--- EXERCISE DIRECTIONS ---
In the records below, find the line containing "dirt road in the photo above."; copy exactly that line and all lines after it to the end, and nothing else.

START GIVEN DATA

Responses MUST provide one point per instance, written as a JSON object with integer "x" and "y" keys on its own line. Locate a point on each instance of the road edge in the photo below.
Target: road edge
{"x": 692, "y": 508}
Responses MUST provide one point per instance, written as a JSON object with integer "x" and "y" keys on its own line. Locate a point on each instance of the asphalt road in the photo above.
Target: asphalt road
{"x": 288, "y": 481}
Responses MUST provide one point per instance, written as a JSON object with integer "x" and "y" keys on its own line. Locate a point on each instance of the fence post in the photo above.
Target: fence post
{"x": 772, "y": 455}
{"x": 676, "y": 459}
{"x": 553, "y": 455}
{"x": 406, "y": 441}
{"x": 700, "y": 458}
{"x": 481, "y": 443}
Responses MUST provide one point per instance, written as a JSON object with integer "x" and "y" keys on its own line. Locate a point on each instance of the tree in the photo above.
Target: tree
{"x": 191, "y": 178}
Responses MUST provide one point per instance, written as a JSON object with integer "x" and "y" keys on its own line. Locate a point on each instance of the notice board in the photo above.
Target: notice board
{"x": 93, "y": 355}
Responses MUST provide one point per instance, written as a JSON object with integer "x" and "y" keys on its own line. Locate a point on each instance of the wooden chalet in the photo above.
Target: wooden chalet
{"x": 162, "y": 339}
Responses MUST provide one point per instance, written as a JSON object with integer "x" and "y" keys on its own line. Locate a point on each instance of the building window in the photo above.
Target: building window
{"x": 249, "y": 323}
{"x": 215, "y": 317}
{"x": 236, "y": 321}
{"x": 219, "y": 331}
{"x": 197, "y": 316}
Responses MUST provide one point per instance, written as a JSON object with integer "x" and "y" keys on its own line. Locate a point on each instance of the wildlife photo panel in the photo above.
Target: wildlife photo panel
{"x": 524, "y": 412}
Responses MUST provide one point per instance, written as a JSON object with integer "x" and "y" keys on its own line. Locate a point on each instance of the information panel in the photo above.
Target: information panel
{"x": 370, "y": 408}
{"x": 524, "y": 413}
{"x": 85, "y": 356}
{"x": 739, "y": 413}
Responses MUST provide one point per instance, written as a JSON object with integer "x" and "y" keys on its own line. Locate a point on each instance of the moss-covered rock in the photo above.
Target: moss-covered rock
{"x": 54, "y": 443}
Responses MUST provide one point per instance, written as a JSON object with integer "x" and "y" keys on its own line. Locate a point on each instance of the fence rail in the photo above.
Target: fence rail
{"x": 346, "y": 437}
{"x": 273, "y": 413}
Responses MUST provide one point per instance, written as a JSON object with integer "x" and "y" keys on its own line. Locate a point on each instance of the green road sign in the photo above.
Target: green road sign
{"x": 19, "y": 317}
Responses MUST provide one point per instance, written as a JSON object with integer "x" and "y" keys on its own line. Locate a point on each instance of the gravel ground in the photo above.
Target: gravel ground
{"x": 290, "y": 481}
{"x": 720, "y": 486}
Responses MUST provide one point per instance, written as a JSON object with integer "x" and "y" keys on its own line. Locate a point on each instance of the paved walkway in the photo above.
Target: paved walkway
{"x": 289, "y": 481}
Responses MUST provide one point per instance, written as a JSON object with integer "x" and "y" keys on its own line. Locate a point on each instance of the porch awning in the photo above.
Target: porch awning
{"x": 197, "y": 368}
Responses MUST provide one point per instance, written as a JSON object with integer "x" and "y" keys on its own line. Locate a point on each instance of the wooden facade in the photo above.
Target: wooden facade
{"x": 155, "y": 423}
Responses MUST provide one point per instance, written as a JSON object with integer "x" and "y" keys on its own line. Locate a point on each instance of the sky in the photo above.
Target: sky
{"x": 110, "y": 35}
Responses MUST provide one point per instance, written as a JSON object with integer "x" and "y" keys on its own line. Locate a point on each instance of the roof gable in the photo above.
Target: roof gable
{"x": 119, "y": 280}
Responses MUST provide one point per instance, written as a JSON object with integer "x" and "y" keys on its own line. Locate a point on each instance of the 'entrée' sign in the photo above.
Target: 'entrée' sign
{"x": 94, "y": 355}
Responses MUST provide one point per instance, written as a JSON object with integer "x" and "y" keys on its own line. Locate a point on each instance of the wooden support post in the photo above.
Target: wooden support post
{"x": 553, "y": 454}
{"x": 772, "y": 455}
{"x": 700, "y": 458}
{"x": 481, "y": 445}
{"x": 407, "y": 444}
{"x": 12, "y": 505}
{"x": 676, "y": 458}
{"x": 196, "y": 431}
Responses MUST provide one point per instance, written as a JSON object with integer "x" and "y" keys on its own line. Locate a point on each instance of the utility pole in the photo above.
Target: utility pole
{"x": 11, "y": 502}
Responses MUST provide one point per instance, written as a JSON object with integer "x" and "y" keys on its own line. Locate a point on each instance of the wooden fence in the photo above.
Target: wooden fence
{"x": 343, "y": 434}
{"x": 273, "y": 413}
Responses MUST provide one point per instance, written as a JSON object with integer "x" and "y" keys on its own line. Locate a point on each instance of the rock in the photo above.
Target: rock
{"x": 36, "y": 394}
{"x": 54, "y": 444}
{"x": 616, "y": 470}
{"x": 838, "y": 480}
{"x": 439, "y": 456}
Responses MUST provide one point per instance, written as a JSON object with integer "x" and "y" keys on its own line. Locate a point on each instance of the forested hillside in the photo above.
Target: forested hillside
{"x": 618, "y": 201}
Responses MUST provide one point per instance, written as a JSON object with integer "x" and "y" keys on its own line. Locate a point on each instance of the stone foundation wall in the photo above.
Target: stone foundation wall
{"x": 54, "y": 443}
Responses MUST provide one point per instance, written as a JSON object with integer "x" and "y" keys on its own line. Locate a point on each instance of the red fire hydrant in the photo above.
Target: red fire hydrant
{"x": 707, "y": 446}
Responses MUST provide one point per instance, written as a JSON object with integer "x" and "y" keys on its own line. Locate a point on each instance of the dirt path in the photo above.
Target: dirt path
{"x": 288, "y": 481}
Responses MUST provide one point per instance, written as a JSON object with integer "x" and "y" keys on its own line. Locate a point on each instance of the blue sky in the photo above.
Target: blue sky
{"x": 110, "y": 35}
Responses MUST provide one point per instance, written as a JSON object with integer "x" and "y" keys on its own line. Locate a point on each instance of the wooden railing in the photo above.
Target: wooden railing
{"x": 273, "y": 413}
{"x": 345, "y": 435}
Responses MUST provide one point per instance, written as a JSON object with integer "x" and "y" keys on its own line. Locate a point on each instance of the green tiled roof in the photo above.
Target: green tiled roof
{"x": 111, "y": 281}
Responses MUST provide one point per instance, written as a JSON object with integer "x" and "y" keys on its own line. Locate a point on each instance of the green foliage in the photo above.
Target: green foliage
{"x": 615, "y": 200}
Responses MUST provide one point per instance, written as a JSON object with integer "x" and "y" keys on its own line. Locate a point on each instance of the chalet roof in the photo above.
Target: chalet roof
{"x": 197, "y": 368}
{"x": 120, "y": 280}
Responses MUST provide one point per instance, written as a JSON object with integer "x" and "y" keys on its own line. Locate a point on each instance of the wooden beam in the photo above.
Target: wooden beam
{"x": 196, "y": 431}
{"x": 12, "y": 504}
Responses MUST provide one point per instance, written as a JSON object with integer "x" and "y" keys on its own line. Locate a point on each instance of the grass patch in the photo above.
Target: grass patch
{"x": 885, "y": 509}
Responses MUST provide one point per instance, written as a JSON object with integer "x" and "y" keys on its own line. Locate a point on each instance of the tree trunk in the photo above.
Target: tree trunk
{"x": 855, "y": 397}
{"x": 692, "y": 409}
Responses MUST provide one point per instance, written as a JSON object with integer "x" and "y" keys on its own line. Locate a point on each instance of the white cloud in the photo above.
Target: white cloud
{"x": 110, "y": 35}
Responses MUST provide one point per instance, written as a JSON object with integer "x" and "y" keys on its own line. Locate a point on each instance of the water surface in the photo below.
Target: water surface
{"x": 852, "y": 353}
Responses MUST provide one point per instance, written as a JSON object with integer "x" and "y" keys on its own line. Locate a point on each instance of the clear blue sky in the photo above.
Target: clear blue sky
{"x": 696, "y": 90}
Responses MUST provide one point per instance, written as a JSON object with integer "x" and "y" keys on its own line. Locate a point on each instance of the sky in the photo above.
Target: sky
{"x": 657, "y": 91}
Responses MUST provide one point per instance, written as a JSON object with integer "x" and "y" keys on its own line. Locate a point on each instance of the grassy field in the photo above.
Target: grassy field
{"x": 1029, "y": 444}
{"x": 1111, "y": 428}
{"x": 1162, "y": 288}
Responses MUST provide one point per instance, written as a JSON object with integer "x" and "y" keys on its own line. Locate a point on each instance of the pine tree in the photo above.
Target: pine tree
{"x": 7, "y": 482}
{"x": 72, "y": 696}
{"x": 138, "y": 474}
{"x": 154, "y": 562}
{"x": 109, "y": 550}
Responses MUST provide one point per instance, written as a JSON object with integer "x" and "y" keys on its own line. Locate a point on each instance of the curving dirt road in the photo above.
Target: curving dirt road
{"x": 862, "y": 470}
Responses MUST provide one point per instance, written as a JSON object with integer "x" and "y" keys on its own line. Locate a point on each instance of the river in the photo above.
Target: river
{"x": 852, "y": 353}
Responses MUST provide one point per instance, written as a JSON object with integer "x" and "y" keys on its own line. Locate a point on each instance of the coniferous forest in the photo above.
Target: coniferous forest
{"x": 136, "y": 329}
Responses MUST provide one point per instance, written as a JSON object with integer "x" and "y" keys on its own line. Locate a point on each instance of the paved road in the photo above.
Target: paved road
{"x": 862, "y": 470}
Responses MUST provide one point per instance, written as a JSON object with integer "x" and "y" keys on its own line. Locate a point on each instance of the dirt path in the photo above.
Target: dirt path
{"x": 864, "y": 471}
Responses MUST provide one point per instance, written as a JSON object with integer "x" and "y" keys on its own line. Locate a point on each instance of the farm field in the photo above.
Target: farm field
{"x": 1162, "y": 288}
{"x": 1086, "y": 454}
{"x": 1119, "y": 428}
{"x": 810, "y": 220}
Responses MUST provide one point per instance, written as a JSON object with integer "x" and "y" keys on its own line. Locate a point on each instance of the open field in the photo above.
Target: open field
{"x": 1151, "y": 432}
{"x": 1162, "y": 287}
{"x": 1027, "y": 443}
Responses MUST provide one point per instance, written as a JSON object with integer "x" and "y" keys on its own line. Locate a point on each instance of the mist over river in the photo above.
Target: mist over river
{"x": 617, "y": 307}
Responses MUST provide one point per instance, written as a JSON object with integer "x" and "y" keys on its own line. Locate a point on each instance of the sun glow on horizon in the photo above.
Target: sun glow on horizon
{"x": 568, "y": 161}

END GIVEN DATA

--- EXERCISE SOLUTION ---
Responses MUST provide one point per instance, written as a JSON object with integer "x" and "y" keys on its own line. Locate a point on each instance of the curving dirt road in the photo above.
Target: curving dirt road
{"x": 862, "y": 470}
Responses MUST provide one point per instance, written as a JSON object with integer "x" and "y" keys on its own line. Locate a point on each instance of the river in the photo above.
Target: river
{"x": 852, "y": 353}
Responses MUST provide one point per instance, written as a JSON object with integer "x" and "y" keys on its own line. Locate a point on each instance of the coniferous forest in the photo above.
Target: coniferous forest
{"x": 136, "y": 329}
Responses MUST provide one point per instance, written as a JSON object with integer "x" and "y" keys on its own line. Locate a point on each instance of the paved road in the photo above.
Target: paved road
{"x": 862, "y": 470}
Responses MUST provide one point per instance, written as a JSON object with integer "x" and "y" keys on its own line. Locate a point on each instance of the dirt path in the photo above.
Target: dirt path
{"x": 864, "y": 471}
Responses MUST provide one point per instance, written as a JSON object with integer "x" and "y" keys on its own line. Locate a point on each instance of the farm field in the photo above.
Target: farm field
{"x": 1162, "y": 288}
{"x": 1086, "y": 454}
{"x": 1119, "y": 428}
{"x": 810, "y": 220}
Responses MUST provide one point per instance, written as a JSON object with integer "x" and "y" keys on its own line. Locate a point on each instance of the open field in the photo above.
Target: open field
{"x": 1151, "y": 432}
{"x": 1162, "y": 287}
{"x": 1027, "y": 443}
Responses MUST provide one point per instance, written as a JSON object with integer "x" and "y" keys on its own line. Locate a point on each instance of the mist over river in the photo above.
Target: mist over river
{"x": 617, "y": 307}
Responses MUST provide one point per instance, written as a JSON object with integer "x" and "y" keys on its own line. Locate a point on each instance of the sun glow on horizon in the photo above.
Target: sun glow on horizon
{"x": 568, "y": 161}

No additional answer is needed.